** Opening Dataset block **

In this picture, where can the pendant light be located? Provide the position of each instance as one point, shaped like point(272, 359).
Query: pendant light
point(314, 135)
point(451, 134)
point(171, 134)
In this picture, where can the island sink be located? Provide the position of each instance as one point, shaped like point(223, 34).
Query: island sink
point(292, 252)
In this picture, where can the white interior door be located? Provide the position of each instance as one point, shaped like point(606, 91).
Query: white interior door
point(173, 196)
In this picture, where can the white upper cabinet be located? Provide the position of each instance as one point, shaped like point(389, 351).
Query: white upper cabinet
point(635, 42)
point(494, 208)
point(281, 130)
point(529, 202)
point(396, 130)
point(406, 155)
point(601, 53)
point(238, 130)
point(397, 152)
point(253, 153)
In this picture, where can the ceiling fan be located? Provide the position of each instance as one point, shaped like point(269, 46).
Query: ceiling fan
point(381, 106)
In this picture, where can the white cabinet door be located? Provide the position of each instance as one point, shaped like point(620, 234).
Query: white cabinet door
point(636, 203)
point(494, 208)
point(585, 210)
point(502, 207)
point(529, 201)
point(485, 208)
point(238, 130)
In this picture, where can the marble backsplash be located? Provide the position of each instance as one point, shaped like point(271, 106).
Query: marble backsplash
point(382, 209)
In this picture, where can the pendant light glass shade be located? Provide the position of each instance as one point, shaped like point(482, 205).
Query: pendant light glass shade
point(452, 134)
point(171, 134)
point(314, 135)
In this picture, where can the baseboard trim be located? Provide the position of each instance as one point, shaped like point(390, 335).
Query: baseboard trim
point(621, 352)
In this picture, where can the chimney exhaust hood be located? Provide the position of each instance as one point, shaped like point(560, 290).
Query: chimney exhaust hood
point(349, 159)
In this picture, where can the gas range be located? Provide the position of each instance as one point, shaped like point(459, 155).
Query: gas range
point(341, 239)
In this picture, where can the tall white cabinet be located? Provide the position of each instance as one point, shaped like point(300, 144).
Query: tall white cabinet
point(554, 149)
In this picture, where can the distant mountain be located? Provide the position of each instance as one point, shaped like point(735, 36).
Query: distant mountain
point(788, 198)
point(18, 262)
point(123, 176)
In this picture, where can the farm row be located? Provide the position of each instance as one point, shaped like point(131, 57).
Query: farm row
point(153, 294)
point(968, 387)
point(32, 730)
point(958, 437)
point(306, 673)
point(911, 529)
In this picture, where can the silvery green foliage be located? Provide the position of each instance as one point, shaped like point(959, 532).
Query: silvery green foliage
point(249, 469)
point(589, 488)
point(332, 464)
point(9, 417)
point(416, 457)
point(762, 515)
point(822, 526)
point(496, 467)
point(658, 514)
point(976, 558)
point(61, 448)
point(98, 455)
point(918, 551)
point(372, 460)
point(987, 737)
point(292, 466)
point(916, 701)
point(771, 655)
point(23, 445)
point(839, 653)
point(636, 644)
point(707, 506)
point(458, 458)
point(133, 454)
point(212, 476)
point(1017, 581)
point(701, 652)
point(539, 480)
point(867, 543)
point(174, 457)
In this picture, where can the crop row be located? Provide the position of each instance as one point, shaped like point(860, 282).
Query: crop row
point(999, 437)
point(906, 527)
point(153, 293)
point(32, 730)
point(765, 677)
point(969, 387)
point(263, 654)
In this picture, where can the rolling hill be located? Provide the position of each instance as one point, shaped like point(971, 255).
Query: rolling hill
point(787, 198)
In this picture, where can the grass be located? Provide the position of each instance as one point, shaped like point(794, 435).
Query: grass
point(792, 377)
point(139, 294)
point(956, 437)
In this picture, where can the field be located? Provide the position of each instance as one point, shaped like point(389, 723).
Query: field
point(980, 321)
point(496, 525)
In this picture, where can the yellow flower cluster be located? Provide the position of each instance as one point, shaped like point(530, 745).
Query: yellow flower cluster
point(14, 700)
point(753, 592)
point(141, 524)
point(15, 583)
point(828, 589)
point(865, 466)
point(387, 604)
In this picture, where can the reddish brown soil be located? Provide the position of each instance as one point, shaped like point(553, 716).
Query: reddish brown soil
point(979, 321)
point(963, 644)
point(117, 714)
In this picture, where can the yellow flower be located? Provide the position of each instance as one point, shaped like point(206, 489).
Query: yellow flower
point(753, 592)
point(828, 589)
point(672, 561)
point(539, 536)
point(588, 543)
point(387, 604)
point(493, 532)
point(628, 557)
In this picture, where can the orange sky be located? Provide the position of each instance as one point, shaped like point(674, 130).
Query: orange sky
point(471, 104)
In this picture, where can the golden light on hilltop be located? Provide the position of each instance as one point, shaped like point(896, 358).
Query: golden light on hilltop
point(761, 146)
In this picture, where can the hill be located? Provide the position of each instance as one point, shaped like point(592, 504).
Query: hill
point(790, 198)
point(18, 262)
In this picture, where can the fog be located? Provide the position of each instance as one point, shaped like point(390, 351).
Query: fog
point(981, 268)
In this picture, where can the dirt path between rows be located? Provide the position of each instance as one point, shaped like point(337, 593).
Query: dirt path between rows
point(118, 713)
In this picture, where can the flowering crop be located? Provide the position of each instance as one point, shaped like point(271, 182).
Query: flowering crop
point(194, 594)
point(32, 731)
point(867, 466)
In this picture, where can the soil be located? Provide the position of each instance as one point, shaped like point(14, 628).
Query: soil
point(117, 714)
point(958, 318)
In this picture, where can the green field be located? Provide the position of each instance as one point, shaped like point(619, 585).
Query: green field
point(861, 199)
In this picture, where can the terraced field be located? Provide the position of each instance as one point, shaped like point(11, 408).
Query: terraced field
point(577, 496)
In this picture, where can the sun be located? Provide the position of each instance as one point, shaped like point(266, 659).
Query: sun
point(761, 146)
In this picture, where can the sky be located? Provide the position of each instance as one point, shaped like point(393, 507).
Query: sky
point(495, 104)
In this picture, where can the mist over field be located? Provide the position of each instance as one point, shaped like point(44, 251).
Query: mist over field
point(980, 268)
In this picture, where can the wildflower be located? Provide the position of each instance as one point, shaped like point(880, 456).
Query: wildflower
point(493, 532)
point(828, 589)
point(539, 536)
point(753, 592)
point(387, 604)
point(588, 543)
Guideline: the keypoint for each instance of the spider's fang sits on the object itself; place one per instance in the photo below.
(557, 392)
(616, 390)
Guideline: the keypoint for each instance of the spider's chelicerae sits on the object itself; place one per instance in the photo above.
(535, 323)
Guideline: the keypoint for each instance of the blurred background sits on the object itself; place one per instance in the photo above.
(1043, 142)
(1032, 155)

** Closing Dataset block **

*Task objective*. Word for word, retype all of the entries above.

*Answer box*.
In this picture, where can the pendant light be located? Provide the position of each instance as one point, shaped like point(272, 359).
Query: pendant light
point(314, 135)
point(451, 134)
point(171, 134)
In this picture, where can the island sink be located? Provide the position of each instance as one point, shaped like point(223, 34).
Query: island sink
point(292, 252)
In this picture, where can the white interior door be located? Provide the position of each instance as one point, shaped like point(606, 91).
Query: white interior door
point(173, 196)
In this picture, where can the white upper cabinet be located? Provide the position of each instance as one point, shaped like point(389, 351).
Query: white upper cabinet
point(635, 42)
point(494, 208)
point(281, 130)
point(529, 202)
point(396, 130)
point(406, 155)
point(601, 53)
point(238, 130)
point(397, 152)
point(253, 153)
In this picture, where can the ceiling fan be located? Provide the position of each instance as one point, shaped like point(269, 46).
Query: ceiling fan
point(381, 106)
In this picture, where can the white cabinet door be located? Provide the position of each instance as one point, shaped like point(620, 234).
Query: white cabinet door
point(636, 203)
point(494, 208)
point(585, 210)
point(502, 207)
point(529, 201)
point(485, 208)
point(238, 130)
In this picture, where can the marble backsplash be located? Provide the position of each instance as one point, shaped like point(271, 106).
Query: marble backsplash
point(382, 209)
In this picture, where can the pendant light glass shade be located? Provide the position of each instance as one point, shaped like point(482, 205).
Query: pendant light glass shade
point(452, 134)
point(171, 134)
point(314, 135)
In this picture, where can the baseboard trim be located? Provide the position of each instance as one point, shaped like point(390, 335).
Query: baseboard trim
point(621, 352)
In this picture, where can the chimney exhaust hood be located? Provide the position of each instance as one point, shaped like point(560, 290).
Query: chimney exhaust hood
point(349, 159)
In this picture, where can the gas range be located? Provide the position of each instance as one point, shaped like point(459, 155).
Query: gas range
point(341, 239)
In this picture, where can the tall white cabinet be located? Provide the position of each instance as one point, shaped like point(300, 144).
Query: tall white cabinet
point(554, 149)
In this picture, where can the distant mountain be located? Provide the position of each instance as one point, shaped like point(735, 36).
Query: distant mountain
point(788, 198)
point(18, 262)
point(123, 176)
In this picture, where can the farm row be located? Provide the position of each instance as one point, shaped like point(131, 57).
Query: farm row
point(153, 294)
point(968, 387)
point(32, 730)
point(958, 437)
point(306, 673)
point(911, 529)
In this picture, where can the silvery green foliage be located? Provide the position of each instance as one point, shaped like point(959, 532).
Query: silvery green foliage
point(249, 469)
point(589, 488)
point(332, 464)
point(9, 417)
point(416, 457)
point(762, 515)
point(822, 526)
point(496, 467)
point(658, 514)
point(976, 558)
point(61, 448)
point(98, 455)
point(918, 551)
point(372, 460)
point(987, 737)
point(292, 466)
point(916, 701)
point(771, 655)
point(23, 445)
point(839, 653)
point(636, 644)
point(707, 506)
point(458, 458)
point(133, 454)
point(212, 476)
point(1017, 581)
point(701, 652)
point(539, 480)
point(867, 543)
point(174, 457)
In this picture, where can the crop row be located? Provide the position of each instance as one point, shaped like point(860, 282).
Query: crop row
point(999, 437)
point(906, 527)
point(153, 293)
point(32, 730)
point(765, 677)
point(969, 387)
point(263, 654)
In this picture, where can the rolling hill be located? Provide the position of each instance as one point, shaped like point(971, 255).
Query: rolling hill
point(787, 198)
In this picture, where can the grass be located? Provide the position of each instance as one point, shaped like point(794, 435).
Query: grass
point(792, 377)
point(139, 294)
point(956, 437)
In this picture, where can the field be located? Provide the position of each instance as one point, shaped like point(389, 723).
Query: field
point(980, 321)
point(496, 525)
In this picture, where can the yellow flower cluster be located? Provide the position of each instance as one point, shaped like point(530, 745).
Query: yellow flower cluster
point(14, 700)
point(753, 592)
point(141, 524)
point(15, 583)
point(828, 589)
point(865, 466)
point(387, 604)
In this picture, where can the reddish brown soil be located? Provide the position of each instance as one point, shaped like point(553, 716).
Query: reddish brown soil
point(979, 321)
point(963, 644)
point(117, 714)
In this picture, where can the yellow flower be located? Provide the position of each instance as one point, shaped like point(206, 489).
Query: yellow flower
point(753, 592)
point(828, 589)
point(672, 561)
point(539, 536)
point(588, 543)
point(387, 604)
point(493, 532)
point(628, 557)
In this picture, where can the orange sky be located? Provide the position of each instance as one point, shaped like point(674, 130).
Query: orange sky
point(471, 104)
In this picture, where can the golden light on hilltop be located? Provide the position of each instance as one point, shaped like point(896, 358).
Query: golden light on hilltop
point(761, 146)
In this picture, where can the hill be located? Provide the position of each instance as one point, shaped like point(592, 504).
Query: hill
point(790, 198)
point(18, 262)
In this picture, where can the fog be located? Provide the position of each instance as one point, shaped like point(390, 351).
Query: fog
point(981, 268)
In this picture, where can the dirt path between rows be located? Provide the position of each instance as one point, shaped like point(337, 593).
Query: dirt path between rows
point(118, 713)
In this picture, where can the flowering crop be located? Provide the position of each instance as one point, shaped like point(271, 182).
Query: flowering crop
point(194, 594)
point(32, 731)
point(867, 466)
In this picture, where can the soil be located? Provide the position of each instance as one point, shaped like point(14, 628).
Query: soil
point(117, 714)
point(958, 318)
In this picture, where can the green field be located? Provide the position of each instance as one point, shaped like point(619, 585).
Query: green field
point(861, 199)
In this picture, where can the terraced field be located? Provide the position of each instance as one point, shaped like point(11, 408).
Query: terraced field
point(577, 496)
In this picture, where can the sun be located? Provide the position of each instance as one point, shaped like point(266, 659).
Query: sun
point(761, 146)
In this picture, where can the sky be located? Provide the position of each instance as one point, shaped like point(393, 507).
Query: sky
point(495, 104)
In this picture, where can the mist over field be located? Provide the position of each instance as one point, shaped like point(44, 251).
Query: mist over field
point(980, 268)
In this picture, where can the wildflower be located? Provide the position of each instance as one point, shaped like point(880, 456).
Query: wildflower
point(493, 532)
point(828, 589)
point(539, 536)
point(753, 592)
point(387, 604)
point(588, 543)
Guideline: the keypoint for each instance of the spider's fang sits on the object itself; place one per instance in the photo below.
(557, 392)
(616, 390)
Guideline: the keypoint for each instance of the spider's chelicerae sits on the object itself; place one per instance in the photo above.
(535, 323)
Guideline: the keypoint for each instance of the blurred background sits on the object itself; place one per instance in the photo above.
(1043, 142)
(1032, 155)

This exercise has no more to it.